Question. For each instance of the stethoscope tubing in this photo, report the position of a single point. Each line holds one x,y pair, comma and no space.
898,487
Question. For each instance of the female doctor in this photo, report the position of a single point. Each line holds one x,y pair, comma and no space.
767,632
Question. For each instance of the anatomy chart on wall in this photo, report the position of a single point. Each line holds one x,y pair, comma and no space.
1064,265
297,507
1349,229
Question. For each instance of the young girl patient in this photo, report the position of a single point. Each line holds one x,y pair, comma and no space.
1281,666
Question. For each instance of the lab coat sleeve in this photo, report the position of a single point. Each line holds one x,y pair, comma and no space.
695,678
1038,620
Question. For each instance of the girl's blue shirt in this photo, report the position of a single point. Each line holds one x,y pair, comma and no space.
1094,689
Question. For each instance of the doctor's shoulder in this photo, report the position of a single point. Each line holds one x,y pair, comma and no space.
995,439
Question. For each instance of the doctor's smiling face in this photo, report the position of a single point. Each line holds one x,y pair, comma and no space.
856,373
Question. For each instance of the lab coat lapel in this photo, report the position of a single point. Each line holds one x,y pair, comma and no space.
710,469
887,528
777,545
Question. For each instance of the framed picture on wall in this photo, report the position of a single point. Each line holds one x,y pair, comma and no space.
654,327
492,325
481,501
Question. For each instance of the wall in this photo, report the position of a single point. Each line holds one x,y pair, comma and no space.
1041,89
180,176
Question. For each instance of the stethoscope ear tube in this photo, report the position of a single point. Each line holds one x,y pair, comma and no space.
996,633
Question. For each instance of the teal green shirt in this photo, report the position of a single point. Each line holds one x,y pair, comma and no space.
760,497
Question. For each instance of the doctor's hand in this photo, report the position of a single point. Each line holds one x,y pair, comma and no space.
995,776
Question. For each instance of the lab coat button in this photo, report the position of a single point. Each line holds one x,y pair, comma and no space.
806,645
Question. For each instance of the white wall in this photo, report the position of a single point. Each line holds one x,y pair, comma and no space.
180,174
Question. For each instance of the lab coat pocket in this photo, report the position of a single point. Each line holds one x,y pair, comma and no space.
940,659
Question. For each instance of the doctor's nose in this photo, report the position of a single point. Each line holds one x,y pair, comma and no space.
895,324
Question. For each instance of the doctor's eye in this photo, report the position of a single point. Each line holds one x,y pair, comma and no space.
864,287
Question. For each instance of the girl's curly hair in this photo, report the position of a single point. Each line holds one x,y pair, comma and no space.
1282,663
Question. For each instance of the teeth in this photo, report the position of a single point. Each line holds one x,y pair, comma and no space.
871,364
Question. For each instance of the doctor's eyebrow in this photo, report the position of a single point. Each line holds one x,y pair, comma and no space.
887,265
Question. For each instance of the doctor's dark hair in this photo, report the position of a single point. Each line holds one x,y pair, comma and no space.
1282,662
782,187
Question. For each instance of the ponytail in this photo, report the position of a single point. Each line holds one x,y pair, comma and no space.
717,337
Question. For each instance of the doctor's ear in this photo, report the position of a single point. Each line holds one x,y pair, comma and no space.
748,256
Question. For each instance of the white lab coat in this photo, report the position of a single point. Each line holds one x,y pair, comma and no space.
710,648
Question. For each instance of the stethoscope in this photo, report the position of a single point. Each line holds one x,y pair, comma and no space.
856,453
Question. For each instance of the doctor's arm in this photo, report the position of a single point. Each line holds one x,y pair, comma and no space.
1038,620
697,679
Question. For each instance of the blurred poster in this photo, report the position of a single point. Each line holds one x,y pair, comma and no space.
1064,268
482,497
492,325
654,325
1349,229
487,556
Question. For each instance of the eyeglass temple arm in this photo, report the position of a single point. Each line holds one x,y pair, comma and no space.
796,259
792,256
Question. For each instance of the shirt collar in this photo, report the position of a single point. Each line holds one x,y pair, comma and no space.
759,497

+ + + + +

▶ Task to complete
Each line of the listing should be echoed back exactly.

▶ Exercise response
Question. For each instance of the stethoscope tubing in this photo, report the position of a single point. Each line holds one x,y pair, comma and no space.
898,487
Question. For each instance of the female doctor in this photo, report the position of a single point. Each line holds one x,y pair, comma and no space.
767,632
Question. For each instance of the anatomy chart on wall in this photo, report the position of a single point. Each line holds one x,y pair, comma and no space.
1064,265
297,507
1349,229
Question. For each instance of the young girl patient in this photo, report the position of a single point. Each line holds one x,y pair, comma and no space.
1281,666
Question. For each instance of the lab coat sleeve in this photo, report the position of a single point. Each line holds one x,y pair, comma and no space.
695,678
1038,620
Question. For each instance of the girl's blue shirt in this photo, report the position of a single point. Each line holds one x,y pair, comma and no space.
1094,689
Question. For each instance of the doctor's shoulder in this photo, report the position of a single point. Each line holds one x,y pair, comma and no space.
995,439
Question. For each instance of the doctor's smiling face in this photo, report the position of a single point. Each line holds one x,y pair, comma and no space.
856,373
Question. For each instance of the lab coat lapel in this photo, report the position of a single point. Each line holds one x,y pair, comma and no space.
710,469
887,528
777,545
Question. For each instance of the framed picture on wall in this photo, report the position of a single point. Each line holds one x,y pair, comma and no space.
654,327
492,325
481,501
Question. For each instance of the wall in this photo, report the position of a single point. Each line holds one x,y pair, comma and no space.
1041,89
180,176
Question. For each instance of the stethoscope ear tube in this photo, report the position of a single point. Each line holds one x,y pair, comma and no space.
996,633
Question. For each instance of the teal green shirt in this photo, report the position of a single point. Each line holds one x,y pair, comma and no space.
760,497
Question. For each instance of the doctor's hand in this photo, report the position of a single point. Each line holds one x,y pair, comma and no space.
995,776
Question. For each instance of the lab coat button in this photo, report the position of a single point. Each line holds one x,y pair, comma and no space.
806,645
Question. For each instance of the white wall in this photo, report the position of a single point. Each line holds one x,y pair, comma and no space.
180,174
Question. For each instance of the lab coat pocket in this photo, report the position of a single point. Each line holds one x,y pair, comma and no space.
940,659
Question. For each instance of the doctor's nose in this photo, report the position of a single point. Each line holds one x,y pair, comma and no space.
895,324
Question. For each instance of the doctor's eye in this photo, report the position of a single point. Each line holds one x,y pair, comma and no space.
864,287
Question. For each instance of the girl's curly hair in this photo, report the position of a single point. Each line holds one x,y pair, comma and no space.
1282,663
Question. For each instance of the teeth in this photo, report the position of a single point. Each line holds one x,y pair, comma and no space.
871,364
Question. For each instance of the doctor's eyebrow in this photo, report the position of a single point. Each line holds one x,y pair, comma and no space.
887,265
Question. For each instance of the doctor's dark hair in this photo, report the position of a single point. Each line holds one x,y pair, comma and no space.
1282,662
782,187
Question. For each instance of the ponytail in this photo, report the position of a single point. Each line holds one x,y pair, comma and no space.
717,337
Question. For each instance of the doctor's ear in this photo, report the position of a single point. Each line holds one x,y pair, comma and no space.
748,256
Question. For each instance of the white lab coat in this photo, report the position of a single point. Each line holds one x,y pair, comma and no space.
710,648
Question. For each instance of the stethoscope in this photo, report the position of a single point. Each line holds one x,y pair, comma and no space.
856,453
Question. For each instance of the doctor's arm in this photo, report the position of a single point. Each line holds one x,y pair, comma and no space.
1038,620
697,679
Question. For each instance of the blurred poster in this photo, report the position of a single point. Each line holds one x,y pair, comma and no space.
1064,268
482,497
492,325
654,325
1349,229
487,556
Question. For each instance of the eyeglass temple arm in this photo, report the position of a single point. Each line holds one x,y pair, comma and no space.
796,259
792,256
Question. For each instance of the shirt collar in this photo, report the position of a single point. Each line holds one x,y pair, comma and no space.
759,497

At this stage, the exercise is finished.